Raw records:
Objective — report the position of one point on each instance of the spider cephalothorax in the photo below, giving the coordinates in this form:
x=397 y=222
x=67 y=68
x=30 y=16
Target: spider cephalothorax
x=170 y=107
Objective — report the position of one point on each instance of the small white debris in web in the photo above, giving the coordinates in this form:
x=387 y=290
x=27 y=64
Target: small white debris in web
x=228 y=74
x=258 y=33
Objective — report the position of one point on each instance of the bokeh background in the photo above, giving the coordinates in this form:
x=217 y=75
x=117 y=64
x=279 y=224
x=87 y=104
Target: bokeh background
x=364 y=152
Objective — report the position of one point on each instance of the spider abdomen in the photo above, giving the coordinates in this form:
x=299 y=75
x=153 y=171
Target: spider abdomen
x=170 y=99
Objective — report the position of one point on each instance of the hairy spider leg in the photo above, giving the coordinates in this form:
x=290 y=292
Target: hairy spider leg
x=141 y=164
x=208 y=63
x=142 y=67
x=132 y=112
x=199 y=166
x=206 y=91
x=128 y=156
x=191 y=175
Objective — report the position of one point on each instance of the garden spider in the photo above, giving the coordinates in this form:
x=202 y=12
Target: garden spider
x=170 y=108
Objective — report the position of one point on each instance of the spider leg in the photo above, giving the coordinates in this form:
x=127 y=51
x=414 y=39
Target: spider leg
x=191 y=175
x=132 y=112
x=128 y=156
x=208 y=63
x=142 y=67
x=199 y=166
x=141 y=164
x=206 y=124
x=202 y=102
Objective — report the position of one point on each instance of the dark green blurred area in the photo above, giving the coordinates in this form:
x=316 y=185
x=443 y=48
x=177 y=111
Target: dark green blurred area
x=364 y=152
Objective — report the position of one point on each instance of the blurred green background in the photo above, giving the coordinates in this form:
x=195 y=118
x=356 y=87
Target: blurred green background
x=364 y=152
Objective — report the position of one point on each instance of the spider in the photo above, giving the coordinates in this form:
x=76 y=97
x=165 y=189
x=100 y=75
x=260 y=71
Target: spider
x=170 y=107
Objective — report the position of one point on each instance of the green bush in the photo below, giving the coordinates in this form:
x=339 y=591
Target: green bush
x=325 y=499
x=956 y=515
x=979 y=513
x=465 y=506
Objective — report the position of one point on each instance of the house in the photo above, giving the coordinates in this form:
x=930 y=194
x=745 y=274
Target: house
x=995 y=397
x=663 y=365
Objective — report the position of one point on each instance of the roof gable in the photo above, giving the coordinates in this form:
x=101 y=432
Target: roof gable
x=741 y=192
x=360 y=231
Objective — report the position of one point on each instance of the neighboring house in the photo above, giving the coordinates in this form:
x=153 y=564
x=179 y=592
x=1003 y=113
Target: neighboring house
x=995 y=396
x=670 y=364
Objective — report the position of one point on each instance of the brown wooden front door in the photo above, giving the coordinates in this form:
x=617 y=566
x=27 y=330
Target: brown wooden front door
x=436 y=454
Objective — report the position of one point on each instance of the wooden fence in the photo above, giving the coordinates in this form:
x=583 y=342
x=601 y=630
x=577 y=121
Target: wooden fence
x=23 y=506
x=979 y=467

THE TASK: Rewrite the lines of the items starting at the line containing "of the brown" and ending at the line containing "x=436 y=454", switching "front door" to "main door" and leaving everything else as is.

CORRECT OUTPUT:
Objective — report the position of one point on each instance of the brown wooden main door in the photo above, giving the coordinates in this form:
x=617 y=566
x=27 y=330
Target: brown wooden main door
x=436 y=454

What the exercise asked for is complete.